- Work required
Reproduce the SARS-CoV-2 genome project description below in full, unchanged.

:: Selected text ::

ScaDaMaLe Course site and book

Group Project Authors:

  • Hugo Werner
  • Gizem Çaylak e-mail

Video link: https://kth.box.com/s/y3jsb9lgp6cll6op15o6z77rchaefh24

Problem description:

SARS-CoV-2 is spreading across the world and as it spreads mutations are occuring. A way to understand the spreading and the mutations is to explore the structure and information hidden in the genome.

Project goal:

The Goal of this project is to explore a SARS-CoV-2 genome dataset and try to predict the origin of a SARS-CoV-2 genome sample.

Data:

We will use publicly available NCBI SARS-CoV-2 genome with their geographic region information.

Geographic region | ##samples |
Africa397 |
Asia |2534 |
Europe |1418 |
North America |26836
Oceania |13304
South America |158 |

Data link: https://www.ncbi.nlm.nih.gov/labs/virus/vssi/#/virus?SeqTypes=Nucleotide&VirusLineagess=Severe%20acute%20respiratory%20syndrome%20coronavirus%202%20(SARS-CoV-2),%20taxid:2697049

Background:

  • Genome: Sequence of nucleotides (A-T-G-C) [https://en.wikipedia.org/wiki/Genome]
  • k-mer: Subsequences of length k of a genome [https://en.wikipedia.org/wiki/K-mer]
  • Sequence analysis of SARS-CoV-2 genome reveals features important for vaccine design [https://www.nature.com/articles/s41598-020-72533-2]
  • Latent Dirichlet Allocation (LDA) tutorial from the course

Challenges:

  • How to encode genome sequence?

:::
:: Given information ::

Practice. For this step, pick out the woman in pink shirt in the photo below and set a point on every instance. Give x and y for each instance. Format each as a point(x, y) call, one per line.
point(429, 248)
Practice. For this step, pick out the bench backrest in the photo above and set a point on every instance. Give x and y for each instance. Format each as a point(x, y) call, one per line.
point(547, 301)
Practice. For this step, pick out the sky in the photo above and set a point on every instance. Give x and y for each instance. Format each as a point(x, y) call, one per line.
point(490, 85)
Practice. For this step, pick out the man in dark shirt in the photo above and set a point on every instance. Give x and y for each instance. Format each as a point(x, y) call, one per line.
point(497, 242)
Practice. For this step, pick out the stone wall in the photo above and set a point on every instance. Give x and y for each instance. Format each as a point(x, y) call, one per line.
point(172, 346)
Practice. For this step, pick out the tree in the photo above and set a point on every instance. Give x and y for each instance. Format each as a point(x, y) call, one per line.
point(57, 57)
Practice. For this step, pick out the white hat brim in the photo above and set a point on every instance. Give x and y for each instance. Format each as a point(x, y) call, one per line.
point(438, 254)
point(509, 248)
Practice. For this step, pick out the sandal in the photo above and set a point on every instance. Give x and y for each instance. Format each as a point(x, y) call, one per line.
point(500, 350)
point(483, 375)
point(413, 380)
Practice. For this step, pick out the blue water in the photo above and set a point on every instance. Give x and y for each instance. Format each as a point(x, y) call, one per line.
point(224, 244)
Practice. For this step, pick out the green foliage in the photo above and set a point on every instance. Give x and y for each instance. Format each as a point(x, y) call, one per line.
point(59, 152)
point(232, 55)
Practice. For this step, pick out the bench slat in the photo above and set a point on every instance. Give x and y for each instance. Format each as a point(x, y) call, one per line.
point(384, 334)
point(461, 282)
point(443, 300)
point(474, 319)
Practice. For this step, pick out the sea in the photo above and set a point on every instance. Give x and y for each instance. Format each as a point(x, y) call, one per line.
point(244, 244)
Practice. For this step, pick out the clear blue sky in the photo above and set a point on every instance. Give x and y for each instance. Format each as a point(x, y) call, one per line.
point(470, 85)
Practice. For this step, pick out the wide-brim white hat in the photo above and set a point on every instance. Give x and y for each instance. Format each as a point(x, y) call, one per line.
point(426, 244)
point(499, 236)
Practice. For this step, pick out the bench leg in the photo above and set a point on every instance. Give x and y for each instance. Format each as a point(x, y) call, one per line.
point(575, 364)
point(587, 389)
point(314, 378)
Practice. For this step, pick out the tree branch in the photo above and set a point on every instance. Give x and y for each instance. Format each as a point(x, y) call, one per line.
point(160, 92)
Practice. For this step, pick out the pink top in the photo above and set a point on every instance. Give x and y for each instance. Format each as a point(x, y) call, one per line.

:::

- Expected answer
ScaDaMaLe Course site and book

Group Project Authors:

  • Hugo Werner
  • Gizem Çaylak e-mail

Video link: https://kth.box.com/s/y3jsb9lgp6cll6op15o6z77rchaefh24

Problem description:

SARS-CoV-2 is spreading across the world and as it spreads mutations are occuring. A way to understand the spreading and the mutations is to explore the structure and information hidden in the genome.

Project goal:

The Goal of this project is to explore a SARS-CoV-2 genome dataset and try to predict the origin of a SARS-CoV-2 genome sample.

Data:

We will use publicly available NCBI SARS-CoV-2 genome with their geographic region information.

Geographic region | ##samples |
Africa397 |
Asia |2534 |
Europe |1418 |
North America |26836
Oceania |13304
South America |158 |

Data link: https://www.ncbi.nlm.nih.gov/labs/virus/vssi/#/virus?SeqTypes=Nucleotide&VirusLineagess=Severe%20acute%20respiratory%20syndrome%20coronavirus%202%20(SARS-CoV-2),%20taxid:2697049

Background:

  • Genome: Sequence of nucleotides (A-T-G-C) [https://en.wikipedia.org/wiki/Genome]
  • k-mer: Subsequences of length k of a genome [https://en.wikipedia.org/wiki/K-mer]
  • Sequence analysis of SARS-CoV-2 genome reveals features important for vaccine design [https://www.nature.com/articles/s41598-020-72533-2]
  • Latent Dirichlet Allocation (LDA) tutorial from the course

Challenges:

  • How to encode genome sequence?